### Prompt
Return exactly, with nothing added, the lines from the one that contains "Could you please indicate the moss-covered" through the end of the listing below, pictures excluded.

§ §

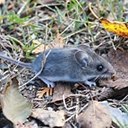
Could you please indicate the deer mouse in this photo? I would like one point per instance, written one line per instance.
(72, 64)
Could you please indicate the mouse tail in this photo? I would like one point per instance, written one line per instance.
(16, 62)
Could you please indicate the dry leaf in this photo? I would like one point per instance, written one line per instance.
(40, 47)
(51, 118)
(119, 28)
(2, 2)
(119, 60)
(60, 90)
(15, 107)
(58, 41)
(45, 91)
(95, 116)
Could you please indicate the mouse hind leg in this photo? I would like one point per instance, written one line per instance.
(49, 83)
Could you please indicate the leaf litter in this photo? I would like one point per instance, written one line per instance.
(54, 29)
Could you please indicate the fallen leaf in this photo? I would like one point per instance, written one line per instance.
(119, 118)
(119, 28)
(51, 118)
(40, 47)
(61, 90)
(2, 2)
(15, 107)
(95, 116)
(58, 41)
(119, 60)
(44, 91)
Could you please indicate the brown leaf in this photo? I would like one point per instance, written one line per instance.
(119, 60)
(15, 107)
(61, 90)
(45, 91)
(51, 118)
(40, 47)
(2, 2)
(95, 116)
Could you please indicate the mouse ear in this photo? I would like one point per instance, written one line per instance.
(82, 59)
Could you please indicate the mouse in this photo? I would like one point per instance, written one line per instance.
(79, 64)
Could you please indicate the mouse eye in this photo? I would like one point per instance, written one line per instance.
(100, 67)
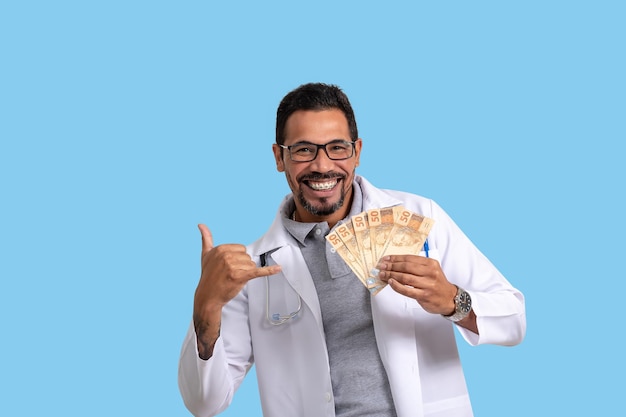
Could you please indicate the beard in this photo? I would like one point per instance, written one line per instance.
(322, 208)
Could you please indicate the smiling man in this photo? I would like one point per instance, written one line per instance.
(323, 344)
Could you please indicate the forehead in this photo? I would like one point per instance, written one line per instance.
(316, 126)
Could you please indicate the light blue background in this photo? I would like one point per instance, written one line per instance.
(124, 124)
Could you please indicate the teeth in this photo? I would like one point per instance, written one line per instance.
(321, 186)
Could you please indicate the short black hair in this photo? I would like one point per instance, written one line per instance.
(314, 96)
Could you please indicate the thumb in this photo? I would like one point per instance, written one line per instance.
(207, 238)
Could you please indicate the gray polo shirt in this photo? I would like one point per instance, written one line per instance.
(360, 384)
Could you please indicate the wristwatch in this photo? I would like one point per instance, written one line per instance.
(462, 305)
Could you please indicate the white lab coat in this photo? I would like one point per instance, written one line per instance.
(418, 349)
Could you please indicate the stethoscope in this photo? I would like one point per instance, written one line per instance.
(276, 319)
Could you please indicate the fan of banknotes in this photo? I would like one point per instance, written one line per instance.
(373, 234)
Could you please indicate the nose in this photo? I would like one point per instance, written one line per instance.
(322, 162)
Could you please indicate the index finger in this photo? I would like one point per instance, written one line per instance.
(207, 238)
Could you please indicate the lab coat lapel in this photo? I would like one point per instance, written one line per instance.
(297, 274)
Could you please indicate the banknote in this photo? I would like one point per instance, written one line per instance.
(372, 234)
(340, 247)
(408, 234)
(382, 231)
(362, 235)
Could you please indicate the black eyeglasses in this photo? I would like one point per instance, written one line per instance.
(306, 152)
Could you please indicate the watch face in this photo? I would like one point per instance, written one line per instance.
(465, 302)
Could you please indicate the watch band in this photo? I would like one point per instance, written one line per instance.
(462, 305)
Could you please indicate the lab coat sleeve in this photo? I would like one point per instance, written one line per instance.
(207, 387)
(499, 307)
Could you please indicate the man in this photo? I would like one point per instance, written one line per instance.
(322, 343)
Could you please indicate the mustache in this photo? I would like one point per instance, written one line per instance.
(318, 176)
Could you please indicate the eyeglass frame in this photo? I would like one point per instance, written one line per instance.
(322, 146)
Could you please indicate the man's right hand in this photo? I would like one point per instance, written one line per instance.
(225, 270)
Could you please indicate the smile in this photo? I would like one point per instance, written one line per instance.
(323, 186)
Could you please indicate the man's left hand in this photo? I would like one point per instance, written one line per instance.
(420, 278)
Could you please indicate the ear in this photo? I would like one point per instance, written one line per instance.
(278, 156)
(357, 151)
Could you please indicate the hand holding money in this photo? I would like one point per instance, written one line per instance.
(374, 234)
(420, 278)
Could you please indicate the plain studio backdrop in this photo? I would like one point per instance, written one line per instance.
(125, 124)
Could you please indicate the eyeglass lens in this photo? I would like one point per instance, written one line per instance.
(337, 149)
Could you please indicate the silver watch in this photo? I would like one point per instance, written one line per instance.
(462, 305)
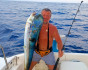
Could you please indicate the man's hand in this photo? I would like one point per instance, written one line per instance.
(60, 53)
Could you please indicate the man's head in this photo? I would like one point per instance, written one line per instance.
(46, 13)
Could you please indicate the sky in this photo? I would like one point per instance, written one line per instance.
(62, 1)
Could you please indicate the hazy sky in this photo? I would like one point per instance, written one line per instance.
(66, 1)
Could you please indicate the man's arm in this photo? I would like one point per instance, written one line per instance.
(59, 42)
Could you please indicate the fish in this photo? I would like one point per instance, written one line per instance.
(31, 33)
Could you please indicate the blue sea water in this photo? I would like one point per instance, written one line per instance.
(13, 16)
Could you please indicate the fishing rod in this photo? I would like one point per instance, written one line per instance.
(67, 36)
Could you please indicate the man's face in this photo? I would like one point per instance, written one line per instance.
(46, 16)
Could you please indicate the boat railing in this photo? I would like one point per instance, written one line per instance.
(4, 56)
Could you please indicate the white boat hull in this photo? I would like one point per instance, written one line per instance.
(17, 61)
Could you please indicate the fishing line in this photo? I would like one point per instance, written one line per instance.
(67, 36)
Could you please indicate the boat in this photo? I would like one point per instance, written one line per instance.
(69, 61)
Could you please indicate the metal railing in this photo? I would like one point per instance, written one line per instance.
(4, 56)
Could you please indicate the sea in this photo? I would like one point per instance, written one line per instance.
(13, 16)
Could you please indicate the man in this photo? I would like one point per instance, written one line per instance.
(44, 44)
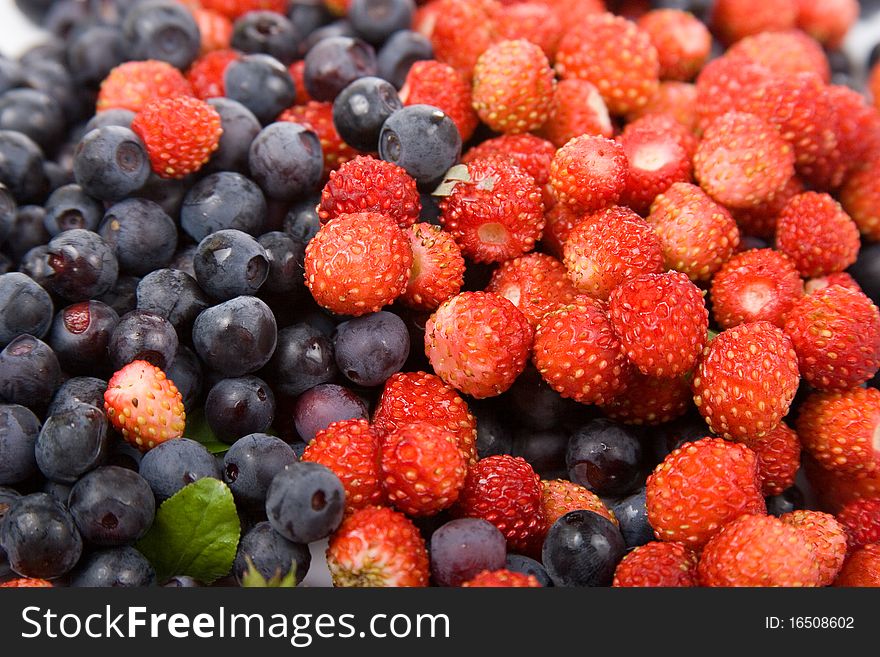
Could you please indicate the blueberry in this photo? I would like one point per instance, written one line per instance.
(163, 30)
(582, 548)
(25, 307)
(120, 567)
(236, 337)
(462, 548)
(19, 428)
(252, 462)
(141, 235)
(29, 373)
(171, 465)
(238, 407)
(334, 63)
(40, 537)
(270, 554)
(140, 335)
(112, 506)
(305, 502)
(72, 442)
(80, 335)
(221, 201)
(361, 109)
(402, 49)
(70, 207)
(262, 84)
(286, 160)
(110, 163)
(375, 20)
(422, 140)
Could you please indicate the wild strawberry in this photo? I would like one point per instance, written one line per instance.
(578, 354)
(577, 109)
(132, 85)
(180, 134)
(753, 286)
(424, 398)
(615, 55)
(513, 87)
(861, 522)
(435, 83)
(697, 235)
(841, 429)
(756, 550)
(825, 537)
(608, 248)
(836, 334)
(206, 73)
(350, 448)
(736, 19)
(536, 283)
(589, 172)
(699, 488)
(358, 263)
(502, 579)
(423, 468)
(505, 491)
(377, 546)
(144, 405)
(657, 564)
(367, 184)
(496, 213)
(743, 161)
(746, 380)
(319, 118)
(437, 271)
(478, 343)
(682, 42)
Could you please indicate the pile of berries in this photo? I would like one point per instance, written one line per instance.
(477, 293)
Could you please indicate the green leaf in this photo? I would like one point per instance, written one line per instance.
(195, 533)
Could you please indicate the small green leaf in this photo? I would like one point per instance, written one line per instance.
(195, 533)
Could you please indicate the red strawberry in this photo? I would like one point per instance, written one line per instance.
(840, 430)
(682, 42)
(437, 271)
(700, 487)
(657, 564)
(377, 546)
(423, 468)
(743, 161)
(358, 263)
(608, 248)
(661, 321)
(366, 184)
(746, 380)
(578, 354)
(825, 537)
(144, 405)
(424, 398)
(756, 550)
(513, 87)
(755, 285)
(615, 55)
(478, 342)
(505, 491)
(350, 448)
(697, 235)
(496, 213)
(132, 85)
(535, 283)
(836, 334)
(434, 83)
(180, 134)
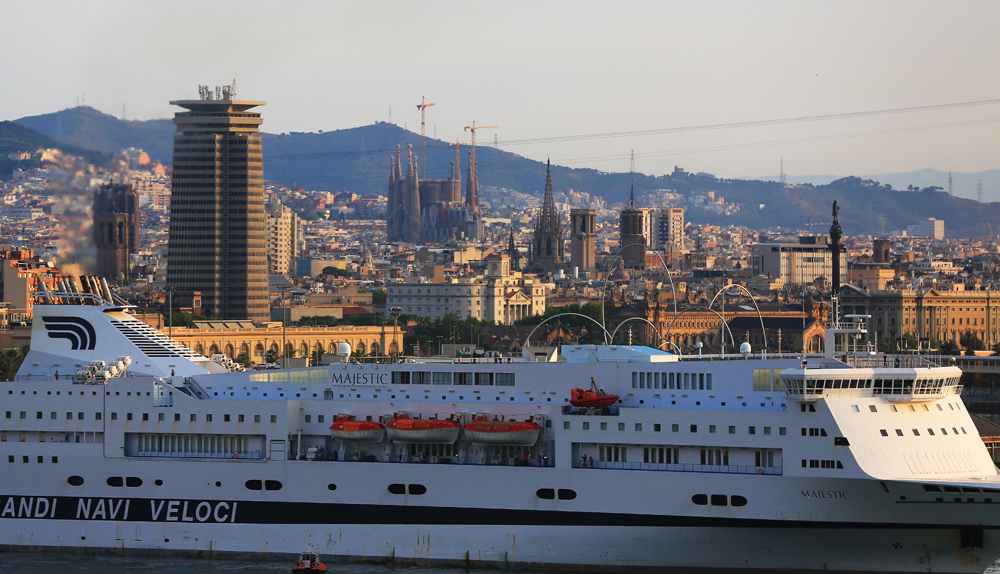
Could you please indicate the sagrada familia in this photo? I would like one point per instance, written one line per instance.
(432, 210)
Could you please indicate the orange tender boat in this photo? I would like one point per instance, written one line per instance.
(484, 431)
(344, 428)
(592, 399)
(308, 562)
(405, 429)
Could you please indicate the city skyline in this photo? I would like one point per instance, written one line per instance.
(556, 70)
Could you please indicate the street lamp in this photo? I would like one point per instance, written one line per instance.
(395, 312)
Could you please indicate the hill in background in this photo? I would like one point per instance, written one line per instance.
(357, 159)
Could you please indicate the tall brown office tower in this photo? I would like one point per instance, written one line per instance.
(633, 240)
(116, 229)
(217, 239)
(583, 238)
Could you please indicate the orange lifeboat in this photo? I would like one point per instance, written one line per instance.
(343, 428)
(592, 399)
(484, 431)
(405, 429)
(308, 562)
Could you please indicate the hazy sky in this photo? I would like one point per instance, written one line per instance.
(546, 69)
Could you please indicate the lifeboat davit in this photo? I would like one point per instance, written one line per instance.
(484, 431)
(405, 429)
(592, 399)
(308, 562)
(344, 428)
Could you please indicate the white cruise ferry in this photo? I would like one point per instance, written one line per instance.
(846, 462)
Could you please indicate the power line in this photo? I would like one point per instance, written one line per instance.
(682, 129)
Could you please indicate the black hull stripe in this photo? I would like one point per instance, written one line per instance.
(256, 512)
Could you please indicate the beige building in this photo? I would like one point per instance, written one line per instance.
(930, 314)
(282, 239)
(217, 242)
(501, 295)
(234, 338)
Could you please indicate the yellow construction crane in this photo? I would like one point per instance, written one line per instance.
(422, 106)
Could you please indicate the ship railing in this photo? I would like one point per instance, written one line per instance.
(890, 362)
(706, 468)
(249, 455)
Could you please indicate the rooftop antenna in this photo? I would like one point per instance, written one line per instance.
(422, 106)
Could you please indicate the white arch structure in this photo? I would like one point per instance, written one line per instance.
(763, 332)
(607, 276)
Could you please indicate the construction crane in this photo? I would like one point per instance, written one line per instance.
(422, 106)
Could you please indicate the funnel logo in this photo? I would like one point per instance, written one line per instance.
(78, 332)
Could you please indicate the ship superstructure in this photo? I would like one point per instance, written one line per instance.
(845, 462)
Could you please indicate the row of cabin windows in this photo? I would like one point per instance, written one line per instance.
(672, 381)
(816, 463)
(912, 408)
(429, 378)
(930, 431)
(161, 417)
(26, 459)
(657, 427)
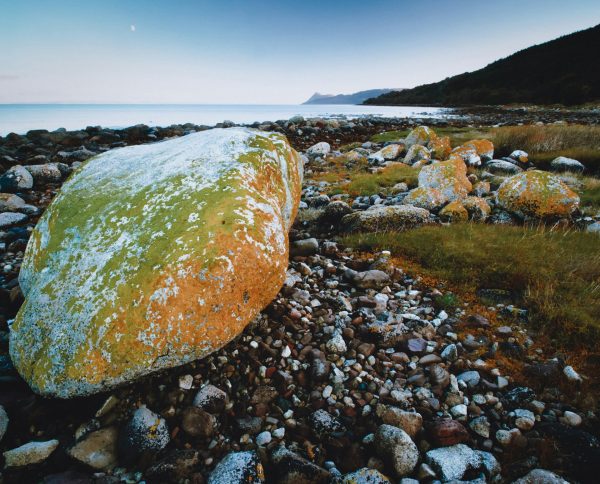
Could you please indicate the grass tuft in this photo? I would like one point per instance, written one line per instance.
(554, 273)
(370, 183)
(544, 143)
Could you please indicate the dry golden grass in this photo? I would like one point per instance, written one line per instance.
(544, 143)
(555, 274)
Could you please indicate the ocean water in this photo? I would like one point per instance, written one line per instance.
(20, 118)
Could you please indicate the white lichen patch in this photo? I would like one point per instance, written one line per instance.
(116, 268)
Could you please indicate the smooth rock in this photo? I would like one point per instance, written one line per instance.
(3, 422)
(365, 476)
(291, 468)
(238, 468)
(145, 431)
(410, 422)
(16, 179)
(97, 450)
(396, 447)
(453, 462)
(563, 163)
(541, 476)
(153, 256)
(449, 177)
(30, 453)
(319, 149)
(8, 219)
(211, 399)
(198, 422)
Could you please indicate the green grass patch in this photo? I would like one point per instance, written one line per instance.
(590, 194)
(555, 274)
(371, 183)
(389, 136)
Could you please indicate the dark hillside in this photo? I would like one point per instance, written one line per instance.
(562, 71)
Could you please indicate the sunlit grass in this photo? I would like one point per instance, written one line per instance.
(555, 274)
(544, 143)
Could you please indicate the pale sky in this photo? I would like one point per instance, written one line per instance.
(259, 52)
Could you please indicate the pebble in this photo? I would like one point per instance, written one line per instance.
(145, 431)
(397, 448)
(186, 382)
(572, 419)
(238, 468)
(97, 449)
(30, 453)
(3, 422)
(524, 419)
(453, 462)
(263, 438)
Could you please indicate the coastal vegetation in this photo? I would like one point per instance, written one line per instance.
(554, 273)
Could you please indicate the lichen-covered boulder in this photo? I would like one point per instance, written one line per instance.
(383, 218)
(562, 163)
(483, 147)
(477, 208)
(537, 194)
(416, 153)
(450, 177)
(424, 197)
(502, 167)
(421, 135)
(440, 147)
(468, 154)
(390, 152)
(520, 156)
(454, 212)
(152, 256)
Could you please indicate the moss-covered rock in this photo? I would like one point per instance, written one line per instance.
(392, 151)
(454, 212)
(483, 147)
(537, 194)
(421, 135)
(450, 177)
(416, 153)
(466, 154)
(152, 256)
(424, 197)
(440, 147)
(477, 208)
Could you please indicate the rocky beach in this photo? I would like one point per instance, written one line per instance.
(362, 369)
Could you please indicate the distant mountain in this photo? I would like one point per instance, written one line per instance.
(355, 98)
(562, 71)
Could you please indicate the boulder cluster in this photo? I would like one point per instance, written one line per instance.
(355, 372)
(454, 184)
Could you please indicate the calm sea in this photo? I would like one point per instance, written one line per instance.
(20, 118)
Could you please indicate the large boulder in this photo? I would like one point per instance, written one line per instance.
(450, 177)
(537, 194)
(381, 218)
(152, 256)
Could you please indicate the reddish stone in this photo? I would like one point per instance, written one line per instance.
(448, 432)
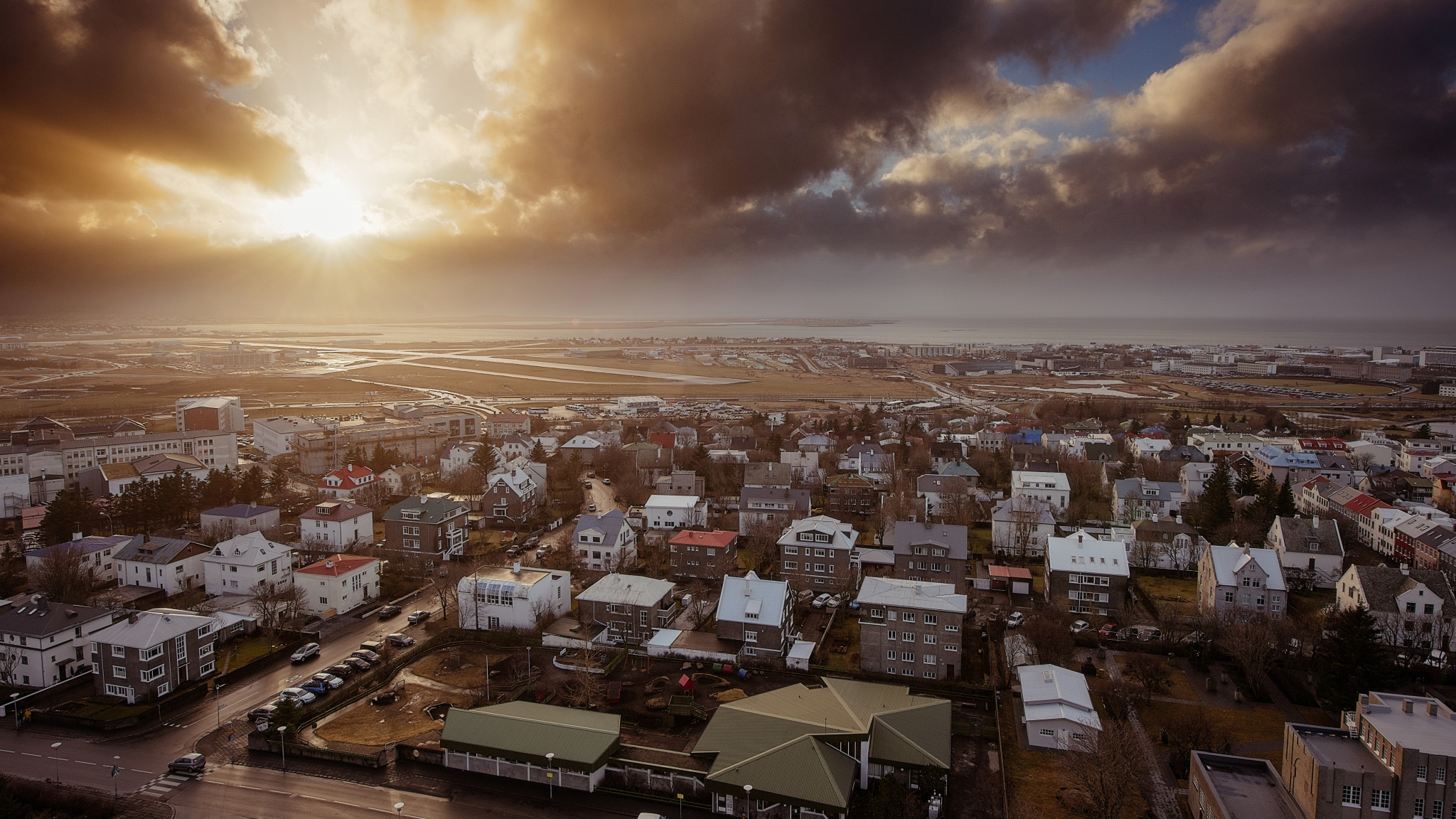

§ §

### Final answer
Could you please indicate the moss-covered rock in this photo? I would like one point per instance, written one line per instance.
(392, 151)
(454, 212)
(483, 147)
(537, 194)
(421, 135)
(450, 177)
(416, 153)
(466, 154)
(152, 256)
(424, 197)
(440, 147)
(477, 208)
Could you please indicate the rocky beach in this photo? I would like one point per instance, written one line per instance.
(362, 369)
Could you please indicate the distant mountain in this photo? I would like one point per instance, written one line per instance.
(355, 98)
(562, 71)
Could you please indicate the boulder cluster in this photo? I would like one point per instance, written one line per instance.
(355, 372)
(454, 184)
Could you please indicate the calm sea in this photo? I would like one point per instance, written one line per instance.
(20, 118)
Could you please indicate the large boulder in this photo? I would like one point per instance, written one line per instance.
(450, 177)
(537, 194)
(381, 218)
(152, 256)
Could you please indicate the reddish stone in this photo? I would like one point per instance, written one line per instance.
(448, 432)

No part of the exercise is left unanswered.